=== Text under study ===
————

The world will never run out oil supply, demand will likely go first.
There are dozens of ways to increase production through world peace, better drilling technology and ideological conversion. Most of African production is well below geological potential (Libya being the easiest example, but also applies to Nigeria and the DRC etc). European shale is barely investigated, Russia is restricted by sanctions, the Middle East by war. Antartica and the Falklands are relatively unexplored but feasible.
However, the electrification of transport will erode demand in everything besides heavy shipping and jet fuel. Without that demand oil prices will crater.
> The world will never run out oil supply, demand will likely go first.
Not sure I buy that. Oil will still be in demand as a chemical feedstock. In fact, there are already people saying that oil is too precious to use as a fuel.
Some oil fields also produce Helium. That's actually an element we don't have plenty of anyway. But most don't do that, the toxic black goop they're producing is almost all just a mess of Hydrogen + Carbon chains. Similarly "Natural gas" ie Methane is just CH4.

————

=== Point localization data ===
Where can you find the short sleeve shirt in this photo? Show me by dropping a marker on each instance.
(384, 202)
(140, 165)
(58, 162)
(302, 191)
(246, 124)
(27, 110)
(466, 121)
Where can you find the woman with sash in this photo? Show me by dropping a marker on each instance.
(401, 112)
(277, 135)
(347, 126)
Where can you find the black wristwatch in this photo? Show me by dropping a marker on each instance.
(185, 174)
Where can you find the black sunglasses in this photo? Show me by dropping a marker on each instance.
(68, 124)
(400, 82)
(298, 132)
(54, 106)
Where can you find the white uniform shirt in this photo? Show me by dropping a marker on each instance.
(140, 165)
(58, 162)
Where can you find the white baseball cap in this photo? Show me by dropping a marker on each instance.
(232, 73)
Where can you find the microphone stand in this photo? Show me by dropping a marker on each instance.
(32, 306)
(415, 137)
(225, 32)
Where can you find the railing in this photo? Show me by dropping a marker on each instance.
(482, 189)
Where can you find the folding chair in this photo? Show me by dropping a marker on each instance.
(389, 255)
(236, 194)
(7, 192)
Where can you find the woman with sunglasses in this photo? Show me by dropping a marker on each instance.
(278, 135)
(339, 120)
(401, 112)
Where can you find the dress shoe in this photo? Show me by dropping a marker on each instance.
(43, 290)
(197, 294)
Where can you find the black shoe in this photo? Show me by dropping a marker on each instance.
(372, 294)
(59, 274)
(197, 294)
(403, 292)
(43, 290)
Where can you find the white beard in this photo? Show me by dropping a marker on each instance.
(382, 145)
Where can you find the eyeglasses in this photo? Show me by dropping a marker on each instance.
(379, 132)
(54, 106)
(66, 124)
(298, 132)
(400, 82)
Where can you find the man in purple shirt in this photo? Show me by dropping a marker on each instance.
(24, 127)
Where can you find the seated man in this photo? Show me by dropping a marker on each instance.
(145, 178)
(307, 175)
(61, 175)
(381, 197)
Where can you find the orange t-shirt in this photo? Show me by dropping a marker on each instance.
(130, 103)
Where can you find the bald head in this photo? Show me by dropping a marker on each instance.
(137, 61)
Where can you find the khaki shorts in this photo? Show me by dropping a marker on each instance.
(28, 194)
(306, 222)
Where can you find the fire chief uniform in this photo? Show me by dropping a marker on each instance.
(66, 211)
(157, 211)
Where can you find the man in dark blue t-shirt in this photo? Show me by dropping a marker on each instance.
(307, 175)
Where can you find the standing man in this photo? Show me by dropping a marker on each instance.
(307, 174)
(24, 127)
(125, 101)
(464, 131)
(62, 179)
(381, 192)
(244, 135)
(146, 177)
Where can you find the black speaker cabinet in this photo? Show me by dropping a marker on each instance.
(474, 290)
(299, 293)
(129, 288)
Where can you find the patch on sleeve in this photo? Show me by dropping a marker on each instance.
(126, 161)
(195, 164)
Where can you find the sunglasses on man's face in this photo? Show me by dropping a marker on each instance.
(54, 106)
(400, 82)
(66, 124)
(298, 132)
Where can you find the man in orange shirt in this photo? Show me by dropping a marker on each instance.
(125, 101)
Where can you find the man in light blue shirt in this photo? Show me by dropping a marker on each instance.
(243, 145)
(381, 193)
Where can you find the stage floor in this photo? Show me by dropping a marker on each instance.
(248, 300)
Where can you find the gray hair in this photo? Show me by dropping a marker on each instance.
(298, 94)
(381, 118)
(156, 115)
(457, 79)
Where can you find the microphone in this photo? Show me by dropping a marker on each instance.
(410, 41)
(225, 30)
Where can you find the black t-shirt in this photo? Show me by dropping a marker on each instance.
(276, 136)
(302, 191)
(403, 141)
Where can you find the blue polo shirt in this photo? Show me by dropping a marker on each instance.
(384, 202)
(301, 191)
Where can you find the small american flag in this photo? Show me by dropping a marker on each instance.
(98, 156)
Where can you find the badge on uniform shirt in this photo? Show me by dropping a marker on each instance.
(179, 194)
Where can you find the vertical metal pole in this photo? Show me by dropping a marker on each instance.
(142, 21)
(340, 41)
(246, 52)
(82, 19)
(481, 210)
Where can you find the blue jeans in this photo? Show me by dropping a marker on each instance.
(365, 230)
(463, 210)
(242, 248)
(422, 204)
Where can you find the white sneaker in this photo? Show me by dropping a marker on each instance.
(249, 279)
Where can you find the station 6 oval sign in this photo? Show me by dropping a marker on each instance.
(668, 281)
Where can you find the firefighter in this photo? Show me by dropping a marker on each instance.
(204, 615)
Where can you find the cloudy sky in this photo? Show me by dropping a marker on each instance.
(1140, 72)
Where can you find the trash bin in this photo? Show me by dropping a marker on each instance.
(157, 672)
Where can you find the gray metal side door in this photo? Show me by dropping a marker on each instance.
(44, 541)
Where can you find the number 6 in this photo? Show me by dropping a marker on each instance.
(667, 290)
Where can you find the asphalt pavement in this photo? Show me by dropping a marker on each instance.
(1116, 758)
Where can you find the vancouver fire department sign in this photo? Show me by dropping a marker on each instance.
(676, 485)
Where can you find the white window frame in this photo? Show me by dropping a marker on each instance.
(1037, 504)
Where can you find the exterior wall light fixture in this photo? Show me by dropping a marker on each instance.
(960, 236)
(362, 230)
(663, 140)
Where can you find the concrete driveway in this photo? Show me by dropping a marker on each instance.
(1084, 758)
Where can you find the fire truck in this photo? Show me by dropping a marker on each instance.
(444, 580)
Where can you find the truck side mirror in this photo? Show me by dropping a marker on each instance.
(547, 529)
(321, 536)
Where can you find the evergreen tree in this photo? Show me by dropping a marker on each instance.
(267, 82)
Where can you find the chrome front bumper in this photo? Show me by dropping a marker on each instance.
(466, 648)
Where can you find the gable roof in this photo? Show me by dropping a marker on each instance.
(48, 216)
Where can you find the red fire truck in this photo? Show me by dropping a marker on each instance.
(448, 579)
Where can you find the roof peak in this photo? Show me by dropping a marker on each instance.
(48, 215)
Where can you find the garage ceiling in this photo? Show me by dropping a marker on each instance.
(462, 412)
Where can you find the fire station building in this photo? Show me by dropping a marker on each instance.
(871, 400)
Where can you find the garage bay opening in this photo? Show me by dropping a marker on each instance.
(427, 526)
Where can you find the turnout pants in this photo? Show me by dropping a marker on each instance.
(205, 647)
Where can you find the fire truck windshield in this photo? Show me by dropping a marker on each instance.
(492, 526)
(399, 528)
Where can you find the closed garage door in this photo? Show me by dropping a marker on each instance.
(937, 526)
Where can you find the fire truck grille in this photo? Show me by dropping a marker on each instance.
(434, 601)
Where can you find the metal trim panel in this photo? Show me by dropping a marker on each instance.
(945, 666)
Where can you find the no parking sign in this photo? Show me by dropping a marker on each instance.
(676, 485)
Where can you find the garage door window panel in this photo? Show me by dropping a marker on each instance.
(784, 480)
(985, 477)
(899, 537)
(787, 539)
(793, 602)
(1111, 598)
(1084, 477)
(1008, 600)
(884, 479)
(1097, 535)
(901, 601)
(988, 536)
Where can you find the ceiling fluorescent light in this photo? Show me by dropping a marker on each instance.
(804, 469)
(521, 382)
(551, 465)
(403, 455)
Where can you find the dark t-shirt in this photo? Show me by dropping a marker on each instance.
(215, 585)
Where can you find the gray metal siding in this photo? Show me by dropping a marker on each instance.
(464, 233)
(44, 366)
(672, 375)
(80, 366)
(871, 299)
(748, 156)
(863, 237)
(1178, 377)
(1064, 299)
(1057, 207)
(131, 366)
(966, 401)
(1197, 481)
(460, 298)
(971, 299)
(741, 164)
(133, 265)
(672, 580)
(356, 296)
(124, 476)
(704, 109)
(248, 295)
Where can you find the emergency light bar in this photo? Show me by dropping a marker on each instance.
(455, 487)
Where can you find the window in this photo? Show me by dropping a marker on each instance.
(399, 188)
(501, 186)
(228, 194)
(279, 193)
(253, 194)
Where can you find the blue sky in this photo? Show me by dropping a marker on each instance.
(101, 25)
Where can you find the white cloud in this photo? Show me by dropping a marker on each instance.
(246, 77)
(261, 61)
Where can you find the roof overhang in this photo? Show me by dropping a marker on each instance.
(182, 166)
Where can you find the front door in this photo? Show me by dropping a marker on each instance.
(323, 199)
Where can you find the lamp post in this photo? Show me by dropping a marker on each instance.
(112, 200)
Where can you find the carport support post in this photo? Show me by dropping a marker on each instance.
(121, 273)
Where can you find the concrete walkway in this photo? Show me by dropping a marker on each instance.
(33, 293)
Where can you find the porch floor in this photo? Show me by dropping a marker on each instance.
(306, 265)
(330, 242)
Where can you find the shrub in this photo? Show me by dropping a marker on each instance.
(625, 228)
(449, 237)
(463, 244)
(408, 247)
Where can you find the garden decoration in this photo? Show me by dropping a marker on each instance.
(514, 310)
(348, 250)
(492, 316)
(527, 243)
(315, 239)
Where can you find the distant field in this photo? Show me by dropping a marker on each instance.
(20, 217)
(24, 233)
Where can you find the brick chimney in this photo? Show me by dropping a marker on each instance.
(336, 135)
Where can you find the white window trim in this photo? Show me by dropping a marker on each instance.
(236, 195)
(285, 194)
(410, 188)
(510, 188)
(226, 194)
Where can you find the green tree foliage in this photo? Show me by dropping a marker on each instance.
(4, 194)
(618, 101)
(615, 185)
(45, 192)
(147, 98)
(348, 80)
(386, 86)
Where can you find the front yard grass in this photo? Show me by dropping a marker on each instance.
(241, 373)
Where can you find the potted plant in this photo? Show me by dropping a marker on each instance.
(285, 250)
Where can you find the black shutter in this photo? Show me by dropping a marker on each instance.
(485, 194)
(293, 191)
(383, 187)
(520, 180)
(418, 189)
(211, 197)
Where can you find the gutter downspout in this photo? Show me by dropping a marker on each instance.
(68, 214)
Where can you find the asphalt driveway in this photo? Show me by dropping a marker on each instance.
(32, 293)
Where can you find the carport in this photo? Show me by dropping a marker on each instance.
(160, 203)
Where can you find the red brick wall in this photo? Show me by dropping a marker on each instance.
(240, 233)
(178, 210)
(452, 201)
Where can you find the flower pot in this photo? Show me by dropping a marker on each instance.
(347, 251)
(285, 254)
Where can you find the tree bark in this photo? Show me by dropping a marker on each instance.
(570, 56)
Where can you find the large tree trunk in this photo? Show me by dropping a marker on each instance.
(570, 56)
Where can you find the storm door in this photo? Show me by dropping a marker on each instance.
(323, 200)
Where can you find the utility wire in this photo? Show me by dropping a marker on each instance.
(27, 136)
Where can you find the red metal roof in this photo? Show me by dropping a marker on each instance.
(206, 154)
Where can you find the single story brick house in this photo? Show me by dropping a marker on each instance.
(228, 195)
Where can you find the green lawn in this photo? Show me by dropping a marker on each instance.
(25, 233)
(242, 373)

————

=== Required action ===
Carry on the discussion of oil supply and demand, starting right after its last sentence. These records have nothing to do with the discussion of oil supply and demand.

=== Written response ===
If we have plenty of energy anyway we can just make exactly what we need, no need to drill for a mix of pot luck hydrocarbons. If we don't have enough energy anyway then we're burning hydrocarbons to get energy and we might as well use them as a feedstock too.
Oil will only be in demand as a chemical feedstock as long as it's economically competitive with the alternatives. There's a substitute for virtually every petrochemical process if oil becomes scare (or expensive) enough.
Substitution is highly impractical in the short term but in a conversations of decades/centuries it's significant. Venezuela's reserves alone could run the world's petrochemicals for 60 years (Gemini) so it's a realistic perspective. Together with other proven reserves we could be okay for centuries.
Recycling is sometimes an option too.